--- START ---
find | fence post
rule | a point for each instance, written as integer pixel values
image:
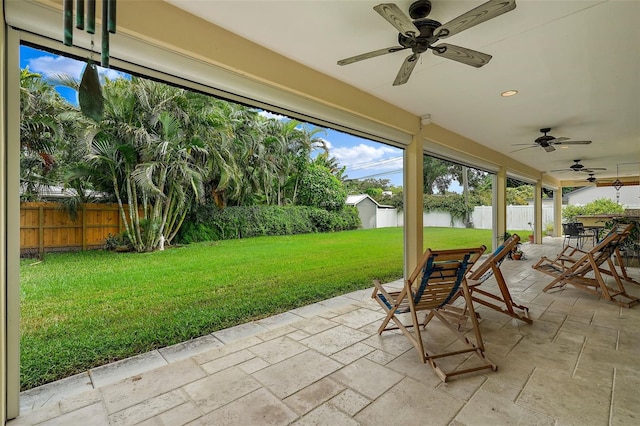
(84, 228)
(41, 230)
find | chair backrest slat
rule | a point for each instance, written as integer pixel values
(442, 274)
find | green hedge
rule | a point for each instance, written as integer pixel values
(208, 223)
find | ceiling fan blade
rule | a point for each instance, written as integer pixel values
(368, 55)
(521, 149)
(406, 69)
(392, 13)
(462, 54)
(484, 12)
(572, 143)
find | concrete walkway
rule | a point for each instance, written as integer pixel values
(325, 364)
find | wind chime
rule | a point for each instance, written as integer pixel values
(617, 184)
(90, 92)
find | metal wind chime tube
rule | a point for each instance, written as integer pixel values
(108, 22)
(104, 59)
(91, 16)
(80, 14)
(67, 14)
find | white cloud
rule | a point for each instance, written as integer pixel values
(48, 65)
(268, 114)
(363, 157)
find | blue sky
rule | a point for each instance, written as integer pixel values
(362, 157)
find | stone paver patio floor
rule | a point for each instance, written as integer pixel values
(325, 364)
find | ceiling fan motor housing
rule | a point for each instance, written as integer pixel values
(420, 9)
(422, 42)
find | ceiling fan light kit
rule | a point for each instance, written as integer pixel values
(421, 33)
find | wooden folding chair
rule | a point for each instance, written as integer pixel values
(585, 269)
(490, 267)
(435, 281)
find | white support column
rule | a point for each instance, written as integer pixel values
(3, 228)
(413, 205)
(500, 207)
(557, 212)
(10, 221)
(537, 212)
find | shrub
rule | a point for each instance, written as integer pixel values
(599, 206)
(319, 188)
(208, 223)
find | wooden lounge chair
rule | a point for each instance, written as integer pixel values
(435, 281)
(586, 270)
(491, 268)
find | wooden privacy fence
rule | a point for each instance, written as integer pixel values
(48, 227)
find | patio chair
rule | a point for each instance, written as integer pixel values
(585, 270)
(434, 282)
(491, 268)
(574, 231)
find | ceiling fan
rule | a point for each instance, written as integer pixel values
(577, 167)
(547, 141)
(420, 34)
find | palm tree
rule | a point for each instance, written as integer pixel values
(41, 132)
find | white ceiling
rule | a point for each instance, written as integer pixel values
(576, 65)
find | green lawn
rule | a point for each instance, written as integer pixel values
(84, 309)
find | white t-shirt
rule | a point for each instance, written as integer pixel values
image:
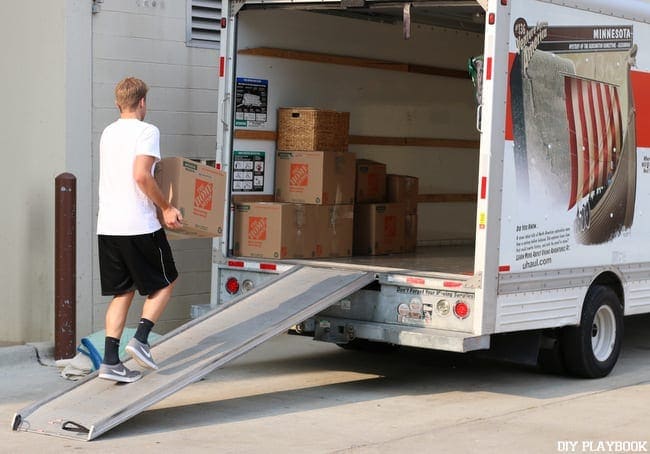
(123, 208)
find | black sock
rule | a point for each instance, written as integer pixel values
(111, 351)
(144, 328)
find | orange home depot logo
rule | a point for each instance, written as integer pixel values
(299, 175)
(257, 228)
(203, 191)
(390, 227)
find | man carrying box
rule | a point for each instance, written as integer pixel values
(133, 249)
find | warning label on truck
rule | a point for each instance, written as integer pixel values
(252, 102)
(248, 171)
(536, 247)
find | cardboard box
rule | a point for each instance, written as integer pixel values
(411, 232)
(314, 177)
(309, 129)
(198, 191)
(404, 189)
(335, 231)
(370, 181)
(275, 230)
(379, 228)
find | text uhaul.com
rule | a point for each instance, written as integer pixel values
(601, 446)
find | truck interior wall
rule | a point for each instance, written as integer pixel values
(380, 102)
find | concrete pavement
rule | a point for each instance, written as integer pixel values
(295, 395)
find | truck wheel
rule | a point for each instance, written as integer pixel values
(591, 349)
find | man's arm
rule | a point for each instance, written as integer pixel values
(147, 184)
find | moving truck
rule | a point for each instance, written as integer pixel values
(533, 213)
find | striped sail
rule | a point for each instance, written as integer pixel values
(595, 134)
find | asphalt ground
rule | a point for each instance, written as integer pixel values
(294, 395)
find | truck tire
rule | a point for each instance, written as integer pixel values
(591, 349)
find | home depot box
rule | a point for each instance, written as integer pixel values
(379, 228)
(371, 181)
(314, 177)
(275, 230)
(411, 232)
(403, 188)
(198, 191)
(309, 129)
(335, 230)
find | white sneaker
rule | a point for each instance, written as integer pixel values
(141, 353)
(118, 372)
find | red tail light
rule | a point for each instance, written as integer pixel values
(461, 309)
(232, 285)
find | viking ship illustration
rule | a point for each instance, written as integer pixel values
(602, 156)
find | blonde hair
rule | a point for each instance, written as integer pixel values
(129, 92)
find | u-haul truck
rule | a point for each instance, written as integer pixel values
(550, 251)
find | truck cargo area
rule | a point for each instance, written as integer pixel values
(402, 75)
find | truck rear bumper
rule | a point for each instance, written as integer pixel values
(337, 330)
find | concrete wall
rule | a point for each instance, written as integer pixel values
(42, 136)
(60, 65)
(147, 40)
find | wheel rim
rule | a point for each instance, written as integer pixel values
(603, 333)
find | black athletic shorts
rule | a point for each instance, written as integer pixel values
(142, 262)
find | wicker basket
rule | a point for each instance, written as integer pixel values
(309, 129)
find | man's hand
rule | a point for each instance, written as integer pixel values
(173, 218)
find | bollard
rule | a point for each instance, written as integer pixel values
(65, 265)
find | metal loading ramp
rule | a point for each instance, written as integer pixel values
(185, 355)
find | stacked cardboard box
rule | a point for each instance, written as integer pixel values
(198, 191)
(312, 215)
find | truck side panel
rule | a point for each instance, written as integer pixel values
(575, 184)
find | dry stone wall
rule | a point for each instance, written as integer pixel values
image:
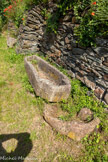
(90, 65)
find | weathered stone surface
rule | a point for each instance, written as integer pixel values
(47, 81)
(85, 114)
(74, 129)
(63, 49)
(101, 42)
(11, 41)
(77, 51)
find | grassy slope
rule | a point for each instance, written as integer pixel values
(21, 111)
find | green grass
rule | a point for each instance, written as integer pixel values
(20, 107)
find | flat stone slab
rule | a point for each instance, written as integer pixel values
(74, 129)
(48, 82)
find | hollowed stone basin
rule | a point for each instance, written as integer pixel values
(48, 82)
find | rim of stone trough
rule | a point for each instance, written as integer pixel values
(75, 129)
(55, 87)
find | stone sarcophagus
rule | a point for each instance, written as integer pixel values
(48, 82)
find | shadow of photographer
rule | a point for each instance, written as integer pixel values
(24, 146)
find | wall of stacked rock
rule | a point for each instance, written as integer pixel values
(90, 65)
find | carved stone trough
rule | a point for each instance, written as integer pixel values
(75, 129)
(48, 82)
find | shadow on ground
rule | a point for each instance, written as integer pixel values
(24, 146)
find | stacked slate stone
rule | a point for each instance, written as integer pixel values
(90, 65)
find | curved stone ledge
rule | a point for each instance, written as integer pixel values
(75, 130)
(47, 81)
(89, 65)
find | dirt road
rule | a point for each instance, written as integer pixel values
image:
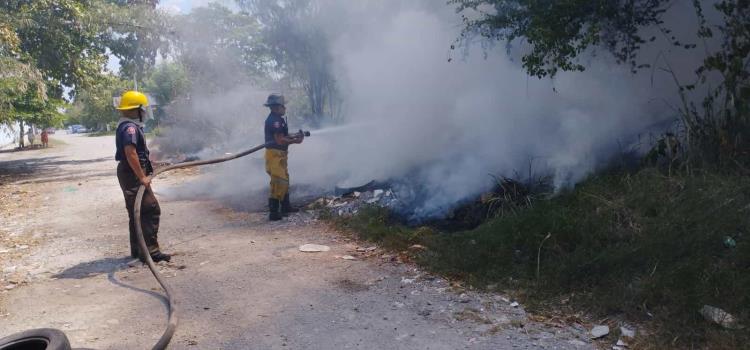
(241, 282)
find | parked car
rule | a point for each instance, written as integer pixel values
(77, 129)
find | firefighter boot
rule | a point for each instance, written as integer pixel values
(286, 207)
(273, 210)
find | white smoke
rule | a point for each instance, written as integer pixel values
(448, 125)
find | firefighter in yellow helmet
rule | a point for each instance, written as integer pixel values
(278, 140)
(133, 170)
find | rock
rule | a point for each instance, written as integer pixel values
(627, 332)
(576, 342)
(599, 331)
(719, 317)
(314, 248)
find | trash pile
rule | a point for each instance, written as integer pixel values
(349, 201)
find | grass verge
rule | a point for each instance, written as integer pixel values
(649, 247)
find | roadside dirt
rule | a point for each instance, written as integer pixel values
(241, 282)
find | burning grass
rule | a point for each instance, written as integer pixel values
(645, 246)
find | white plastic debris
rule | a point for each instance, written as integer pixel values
(599, 331)
(627, 332)
(314, 248)
(719, 316)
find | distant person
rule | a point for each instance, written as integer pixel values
(277, 134)
(45, 138)
(133, 170)
(30, 136)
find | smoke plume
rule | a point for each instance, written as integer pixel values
(445, 126)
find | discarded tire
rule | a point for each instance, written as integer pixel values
(36, 339)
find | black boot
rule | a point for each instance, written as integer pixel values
(158, 256)
(273, 210)
(286, 207)
(134, 250)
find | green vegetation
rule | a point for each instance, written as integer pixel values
(48, 47)
(645, 245)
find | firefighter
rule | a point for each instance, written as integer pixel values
(277, 134)
(133, 170)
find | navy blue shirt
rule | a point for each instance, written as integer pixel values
(129, 133)
(276, 124)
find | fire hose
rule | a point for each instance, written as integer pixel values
(52, 339)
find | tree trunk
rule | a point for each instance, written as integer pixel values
(21, 134)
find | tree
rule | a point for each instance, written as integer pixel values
(220, 48)
(558, 32)
(167, 82)
(299, 48)
(93, 106)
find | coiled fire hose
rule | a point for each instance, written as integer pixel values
(172, 320)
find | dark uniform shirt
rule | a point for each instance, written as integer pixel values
(129, 133)
(274, 125)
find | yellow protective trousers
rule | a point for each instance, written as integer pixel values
(276, 167)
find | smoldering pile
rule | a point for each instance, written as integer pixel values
(346, 202)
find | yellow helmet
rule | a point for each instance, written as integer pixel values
(132, 100)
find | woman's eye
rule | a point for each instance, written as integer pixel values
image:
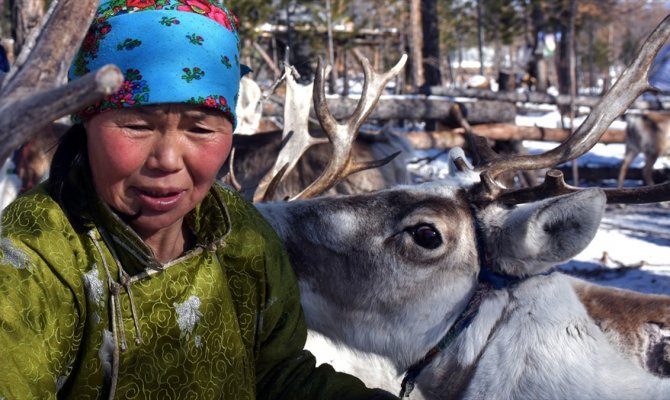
(137, 127)
(426, 236)
(200, 130)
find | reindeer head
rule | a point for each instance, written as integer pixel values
(387, 270)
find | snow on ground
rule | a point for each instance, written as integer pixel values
(632, 247)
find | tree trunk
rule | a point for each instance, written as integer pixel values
(417, 108)
(26, 15)
(480, 37)
(431, 43)
(416, 44)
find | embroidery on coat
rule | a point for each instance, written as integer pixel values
(13, 256)
(106, 353)
(188, 315)
(94, 286)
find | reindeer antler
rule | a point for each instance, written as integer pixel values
(343, 135)
(296, 137)
(31, 95)
(632, 82)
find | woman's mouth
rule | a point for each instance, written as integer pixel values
(159, 201)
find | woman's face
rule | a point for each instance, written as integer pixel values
(154, 164)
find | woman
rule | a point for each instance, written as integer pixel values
(130, 274)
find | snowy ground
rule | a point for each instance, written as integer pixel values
(632, 248)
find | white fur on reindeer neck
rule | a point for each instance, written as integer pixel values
(497, 269)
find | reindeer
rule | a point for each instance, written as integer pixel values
(393, 271)
(249, 107)
(453, 281)
(647, 133)
(252, 158)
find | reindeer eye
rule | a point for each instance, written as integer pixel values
(426, 236)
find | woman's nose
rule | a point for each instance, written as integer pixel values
(166, 153)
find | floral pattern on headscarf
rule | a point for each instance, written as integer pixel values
(168, 52)
(203, 7)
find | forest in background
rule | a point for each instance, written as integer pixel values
(568, 44)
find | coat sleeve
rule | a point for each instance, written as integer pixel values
(38, 317)
(284, 370)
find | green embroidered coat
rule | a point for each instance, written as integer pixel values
(86, 312)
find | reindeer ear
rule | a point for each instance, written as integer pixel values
(536, 236)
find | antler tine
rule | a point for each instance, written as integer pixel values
(342, 136)
(554, 185)
(296, 137)
(31, 96)
(632, 82)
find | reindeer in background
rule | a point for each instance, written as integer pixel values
(452, 281)
(392, 272)
(647, 133)
(305, 152)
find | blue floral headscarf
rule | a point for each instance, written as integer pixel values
(170, 51)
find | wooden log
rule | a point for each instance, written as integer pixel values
(531, 97)
(600, 173)
(454, 137)
(413, 108)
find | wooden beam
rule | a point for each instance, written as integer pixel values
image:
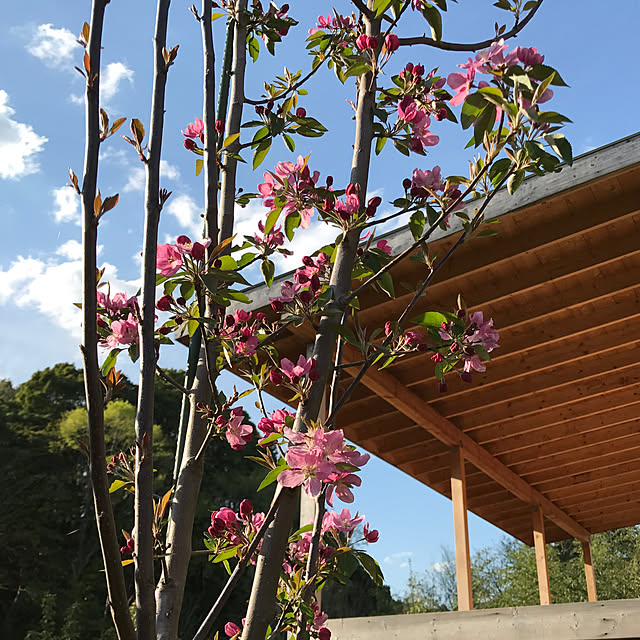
(461, 530)
(413, 406)
(541, 556)
(588, 571)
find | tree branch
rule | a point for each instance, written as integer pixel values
(473, 46)
(143, 499)
(117, 594)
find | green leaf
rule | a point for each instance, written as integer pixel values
(254, 47)
(117, 484)
(226, 554)
(380, 142)
(291, 223)
(271, 477)
(430, 319)
(561, 146)
(288, 140)
(231, 139)
(272, 218)
(261, 153)
(541, 71)
(514, 181)
(234, 295)
(109, 361)
(371, 566)
(483, 124)
(386, 284)
(268, 271)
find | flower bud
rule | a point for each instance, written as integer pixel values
(246, 509)
(197, 251)
(392, 42)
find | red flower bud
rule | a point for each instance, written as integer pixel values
(392, 42)
(164, 303)
(246, 509)
(197, 251)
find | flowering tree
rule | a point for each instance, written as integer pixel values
(197, 286)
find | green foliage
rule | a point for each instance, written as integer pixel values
(505, 576)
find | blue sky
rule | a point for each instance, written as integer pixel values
(591, 43)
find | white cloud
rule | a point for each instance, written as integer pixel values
(19, 144)
(67, 205)
(400, 559)
(112, 75)
(55, 47)
(184, 209)
(71, 249)
(51, 287)
(137, 177)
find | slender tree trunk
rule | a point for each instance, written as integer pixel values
(170, 590)
(95, 404)
(262, 603)
(143, 505)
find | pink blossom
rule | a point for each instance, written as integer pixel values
(123, 332)
(302, 367)
(238, 434)
(341, 521)
(384, 246)
(341, 484)
(194, 130)
(461, 83)
(169, 260)
(306, 467)
(392, 42)
(429, 180)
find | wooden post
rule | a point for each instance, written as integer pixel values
(539, 542)
(461, 530)
(588, 571)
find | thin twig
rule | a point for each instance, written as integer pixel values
(370, 360)
(474, 46)
(425, 236)
(205, 628)
(167, 378)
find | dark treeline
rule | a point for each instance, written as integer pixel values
(51, 580)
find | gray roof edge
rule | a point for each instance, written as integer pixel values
(586, 167)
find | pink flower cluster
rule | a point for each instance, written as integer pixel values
(322, 457)
(478, 333)
(117, 324)
(276, 422)
(489, 60)
(291, 186)
(332, 23)
(234, 528)
(170, 257)
(409, 112)
(307, 282)
(237, 433)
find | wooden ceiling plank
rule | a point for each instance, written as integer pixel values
(412, 405)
--- END ---
Work item: Where a line in the records above contains the word "firefighter", copy that line.

Solution to the problem:
find | firefighter boot
find | firefighter in yellow helmet
find | firefighter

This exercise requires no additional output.